> **What you are asked to do**
Convert the rows below into a two-column CSV with the header instruction,response. Give one line per row, with the instruction text and its answer each in a single quoted field and any line breaks replaced by spaces.
——
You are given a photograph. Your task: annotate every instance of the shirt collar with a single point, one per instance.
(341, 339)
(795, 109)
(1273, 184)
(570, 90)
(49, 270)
——
> **Answer below**
instruction,response
"You are given a photograph. Your task: annotate every instance of the shirt collar with a single point, one per instance.","(341, 339) (795, 109) (1273, 184) (570, 90) (49, 270)"